Document extract:
------------------------------
From Chateau Thierry my trail led toward the Ourcq River, which our men had to cross under heavy machine-gun fire and artillery shelling. Beyond was open country. You will see what a tough proposition it was when you read the casualty list for the few days when the Boche were retreating. They retreated, but they put up a stiff resistance with machine-guns, artillery and planes - and taking machine-gun nests is a real man’s job.

 

On the Somme again

59th Siege Battery,

Royal Garrison Artillery

In March 1918 our retreat had taken us straight across a series of the old Somme trenches. These had been bridged by the Sappers with temporary wooden bridges of doubtful strength and just wide enough to take the gun wheels, Any mistake at one of these bridges would have been disastrous - for a gun wheel dropped in a trench would have blocked the whole road. However, with the Hun behind us and perhaps not too far at that, the driving was superb. No body, nor horse, put a foot wrong. But when we were advancing across the Canal du Nord in September our route went across a large open field in which there was one solitary shell hole. One of the guns managed to put a wheel into that Shell hole! Such is the difference between withdrawing with the threat of a German bayonet behind you and advancing against crumbling opposition.

 

The Dolchstoßlegende

Gen. Ludendorff

My War Memories

On 9 November, Germany, lacking any firm guidance, bereft of all will, robbed of her princes, collapsed like a house of cards. All that we had lived for, all that we had bled four long years to maintain, was gone.
------------------------------
Region pointing data:
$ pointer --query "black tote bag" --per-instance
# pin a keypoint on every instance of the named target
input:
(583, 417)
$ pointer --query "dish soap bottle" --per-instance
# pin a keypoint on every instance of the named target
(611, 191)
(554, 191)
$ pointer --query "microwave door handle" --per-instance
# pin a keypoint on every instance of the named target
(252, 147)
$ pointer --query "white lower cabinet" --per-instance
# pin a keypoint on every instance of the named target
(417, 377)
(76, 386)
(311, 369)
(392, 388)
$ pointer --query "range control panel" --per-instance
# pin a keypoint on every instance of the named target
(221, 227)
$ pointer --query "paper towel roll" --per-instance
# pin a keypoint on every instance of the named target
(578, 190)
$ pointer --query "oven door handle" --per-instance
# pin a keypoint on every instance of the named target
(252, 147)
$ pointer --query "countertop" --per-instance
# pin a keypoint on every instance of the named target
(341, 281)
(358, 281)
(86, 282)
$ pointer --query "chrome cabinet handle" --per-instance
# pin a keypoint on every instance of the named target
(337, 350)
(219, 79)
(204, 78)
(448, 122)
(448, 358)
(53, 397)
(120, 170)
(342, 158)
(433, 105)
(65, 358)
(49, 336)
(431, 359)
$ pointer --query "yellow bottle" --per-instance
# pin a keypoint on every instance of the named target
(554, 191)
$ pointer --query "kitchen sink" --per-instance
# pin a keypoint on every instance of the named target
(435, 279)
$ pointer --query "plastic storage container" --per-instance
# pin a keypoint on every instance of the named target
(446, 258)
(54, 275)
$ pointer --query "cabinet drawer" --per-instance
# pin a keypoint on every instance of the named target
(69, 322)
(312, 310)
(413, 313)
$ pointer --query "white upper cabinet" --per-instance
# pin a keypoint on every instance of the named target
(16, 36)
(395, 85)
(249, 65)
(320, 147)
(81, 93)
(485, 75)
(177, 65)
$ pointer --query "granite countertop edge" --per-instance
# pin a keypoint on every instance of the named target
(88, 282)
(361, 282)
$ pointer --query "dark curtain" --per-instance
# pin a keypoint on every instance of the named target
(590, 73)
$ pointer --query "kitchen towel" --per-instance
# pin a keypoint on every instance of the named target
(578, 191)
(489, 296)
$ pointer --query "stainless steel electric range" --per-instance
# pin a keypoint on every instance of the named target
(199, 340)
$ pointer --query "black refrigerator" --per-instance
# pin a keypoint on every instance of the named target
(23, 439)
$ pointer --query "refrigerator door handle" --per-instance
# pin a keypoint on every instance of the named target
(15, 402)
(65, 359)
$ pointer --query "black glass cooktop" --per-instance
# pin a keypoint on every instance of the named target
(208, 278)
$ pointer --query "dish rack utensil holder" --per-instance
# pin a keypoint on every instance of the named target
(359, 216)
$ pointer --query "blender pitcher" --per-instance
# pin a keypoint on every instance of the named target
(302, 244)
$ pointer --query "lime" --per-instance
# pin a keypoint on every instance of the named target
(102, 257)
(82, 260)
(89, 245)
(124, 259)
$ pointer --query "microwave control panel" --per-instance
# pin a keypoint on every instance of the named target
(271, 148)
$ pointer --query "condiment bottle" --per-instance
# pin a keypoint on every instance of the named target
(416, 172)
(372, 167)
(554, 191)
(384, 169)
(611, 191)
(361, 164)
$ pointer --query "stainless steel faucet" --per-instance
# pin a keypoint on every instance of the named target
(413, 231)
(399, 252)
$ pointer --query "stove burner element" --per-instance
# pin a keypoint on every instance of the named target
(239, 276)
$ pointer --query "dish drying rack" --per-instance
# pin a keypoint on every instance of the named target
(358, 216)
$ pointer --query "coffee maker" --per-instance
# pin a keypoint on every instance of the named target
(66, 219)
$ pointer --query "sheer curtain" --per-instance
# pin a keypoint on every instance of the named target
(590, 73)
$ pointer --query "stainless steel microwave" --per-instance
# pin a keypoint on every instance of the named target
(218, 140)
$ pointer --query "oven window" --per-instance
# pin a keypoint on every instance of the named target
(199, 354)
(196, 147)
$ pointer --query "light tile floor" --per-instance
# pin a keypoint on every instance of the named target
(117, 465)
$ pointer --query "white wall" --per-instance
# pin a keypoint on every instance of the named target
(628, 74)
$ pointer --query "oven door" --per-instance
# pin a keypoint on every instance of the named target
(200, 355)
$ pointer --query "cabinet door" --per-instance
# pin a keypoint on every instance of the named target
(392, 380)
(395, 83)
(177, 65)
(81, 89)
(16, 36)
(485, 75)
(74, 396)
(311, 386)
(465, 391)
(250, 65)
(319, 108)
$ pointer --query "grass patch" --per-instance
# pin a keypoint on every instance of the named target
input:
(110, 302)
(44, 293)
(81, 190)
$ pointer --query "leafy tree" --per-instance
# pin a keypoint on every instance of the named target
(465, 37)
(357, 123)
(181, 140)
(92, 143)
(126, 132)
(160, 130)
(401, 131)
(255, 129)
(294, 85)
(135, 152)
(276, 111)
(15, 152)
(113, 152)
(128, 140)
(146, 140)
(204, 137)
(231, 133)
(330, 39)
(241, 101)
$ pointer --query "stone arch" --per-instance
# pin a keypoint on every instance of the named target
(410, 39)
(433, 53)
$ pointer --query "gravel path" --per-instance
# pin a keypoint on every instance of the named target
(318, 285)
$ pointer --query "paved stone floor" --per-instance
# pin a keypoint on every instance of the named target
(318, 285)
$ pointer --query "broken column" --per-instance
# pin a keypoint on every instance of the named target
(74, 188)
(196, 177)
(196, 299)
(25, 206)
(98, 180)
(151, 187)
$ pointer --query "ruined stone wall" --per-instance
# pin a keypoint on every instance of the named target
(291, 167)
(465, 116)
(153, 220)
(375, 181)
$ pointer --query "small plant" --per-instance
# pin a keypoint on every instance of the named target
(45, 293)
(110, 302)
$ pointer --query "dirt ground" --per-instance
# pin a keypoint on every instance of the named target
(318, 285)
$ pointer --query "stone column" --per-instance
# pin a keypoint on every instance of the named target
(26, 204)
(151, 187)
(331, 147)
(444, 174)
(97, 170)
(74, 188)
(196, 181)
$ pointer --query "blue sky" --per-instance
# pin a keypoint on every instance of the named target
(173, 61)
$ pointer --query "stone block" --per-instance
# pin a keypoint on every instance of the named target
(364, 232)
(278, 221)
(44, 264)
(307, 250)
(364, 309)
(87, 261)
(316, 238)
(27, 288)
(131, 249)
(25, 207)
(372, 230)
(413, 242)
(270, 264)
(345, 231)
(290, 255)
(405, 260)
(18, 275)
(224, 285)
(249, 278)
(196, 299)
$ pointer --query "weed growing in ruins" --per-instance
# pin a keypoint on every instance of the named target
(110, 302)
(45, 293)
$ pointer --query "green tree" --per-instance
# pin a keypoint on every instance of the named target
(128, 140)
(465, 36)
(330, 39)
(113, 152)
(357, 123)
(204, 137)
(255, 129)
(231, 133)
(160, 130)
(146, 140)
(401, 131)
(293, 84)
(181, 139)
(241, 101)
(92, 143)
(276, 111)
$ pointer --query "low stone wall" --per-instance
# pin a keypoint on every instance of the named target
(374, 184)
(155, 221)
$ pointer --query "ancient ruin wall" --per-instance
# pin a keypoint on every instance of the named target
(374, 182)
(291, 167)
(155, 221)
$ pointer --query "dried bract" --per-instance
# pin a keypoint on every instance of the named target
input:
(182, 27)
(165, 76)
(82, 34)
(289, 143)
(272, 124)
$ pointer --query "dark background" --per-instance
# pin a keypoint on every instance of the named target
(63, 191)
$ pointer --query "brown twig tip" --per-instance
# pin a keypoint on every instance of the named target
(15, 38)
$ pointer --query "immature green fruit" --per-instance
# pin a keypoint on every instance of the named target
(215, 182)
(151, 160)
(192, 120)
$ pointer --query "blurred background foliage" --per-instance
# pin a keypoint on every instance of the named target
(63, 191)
------------------------------
Set of tasks:
• a. In the war extracts, rewrite the paragraph beginning "In March 1918 our retreat" in shorter form, keeping its main facts.
• b. Write out the portion of the war extracts that opens with the words containing "The Dolchstoßlegende" and closes with "maintain, was gone.".
The records are not required for this work.

Response list:
• a. During the March 1918 retreat, the battery crossed old Somme trenches on narrow, doubtful wooden bridges built by the Sappers, where one dropped wheel would have blocked the whole road. With the enemy behind them, the driving was flawless. When advancing across the Canal du Nord in September, however, one gun put a wheel into the only shell hole in a large open field. This showed the difference between withdrawing under threat and advancing against crumbling opposition.

• b.
The Dolchstoßlegende

Gen. Ludendorff

My War Memories

On 9 November, Germany, lacking any firm guidance, bereft of all will, robbed of her princes, collapsed like a house of cards. All that we had lived for, all that we had bled four long years to maintain, was gone.